* begin *

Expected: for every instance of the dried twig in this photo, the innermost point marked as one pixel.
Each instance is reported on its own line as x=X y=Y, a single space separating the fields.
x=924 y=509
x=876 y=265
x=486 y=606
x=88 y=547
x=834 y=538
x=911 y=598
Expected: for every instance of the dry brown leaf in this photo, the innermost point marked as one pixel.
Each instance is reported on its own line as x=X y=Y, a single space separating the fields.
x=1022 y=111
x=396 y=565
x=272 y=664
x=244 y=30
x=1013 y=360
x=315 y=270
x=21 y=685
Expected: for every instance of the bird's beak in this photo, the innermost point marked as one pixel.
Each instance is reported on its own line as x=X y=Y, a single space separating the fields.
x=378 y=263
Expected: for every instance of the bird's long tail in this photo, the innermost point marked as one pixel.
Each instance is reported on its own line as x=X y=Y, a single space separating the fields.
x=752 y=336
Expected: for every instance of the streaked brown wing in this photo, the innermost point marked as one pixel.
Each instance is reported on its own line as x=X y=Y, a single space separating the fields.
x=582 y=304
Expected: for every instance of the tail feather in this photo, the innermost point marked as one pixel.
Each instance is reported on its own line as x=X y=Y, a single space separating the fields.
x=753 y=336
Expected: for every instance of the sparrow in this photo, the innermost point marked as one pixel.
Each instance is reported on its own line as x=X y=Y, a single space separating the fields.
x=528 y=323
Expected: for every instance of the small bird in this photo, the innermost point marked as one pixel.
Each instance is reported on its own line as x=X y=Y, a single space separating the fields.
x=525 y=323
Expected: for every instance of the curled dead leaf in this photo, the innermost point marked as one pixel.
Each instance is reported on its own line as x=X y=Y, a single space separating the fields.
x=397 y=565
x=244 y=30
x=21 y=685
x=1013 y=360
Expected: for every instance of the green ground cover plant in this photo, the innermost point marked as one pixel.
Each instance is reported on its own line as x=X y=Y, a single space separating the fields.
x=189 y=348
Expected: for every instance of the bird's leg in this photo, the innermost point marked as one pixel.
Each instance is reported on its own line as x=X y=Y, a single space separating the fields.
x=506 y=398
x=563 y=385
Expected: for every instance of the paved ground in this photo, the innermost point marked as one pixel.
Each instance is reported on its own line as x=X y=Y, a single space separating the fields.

* end *

● What the task asks
Repeat everything from the line containing "Expected: for every instance of the bird's leg" down to the last of the lines, renaming "innermost point" as "center point" and changing nothing else.

● Answer to this task
Expected: for every instance of the bird's leg in this photo, the center point marked as one pixel.
Each instance is reported on its own line as x=X y=Y, a single space separating the fields.
x=506 y=398
x=563 y=385
Expected: for every instance of the paved ground in this photo, the center point marked as one pixel.
Each instance is reported on its own line as x=X y=Y, a single space separating the fields.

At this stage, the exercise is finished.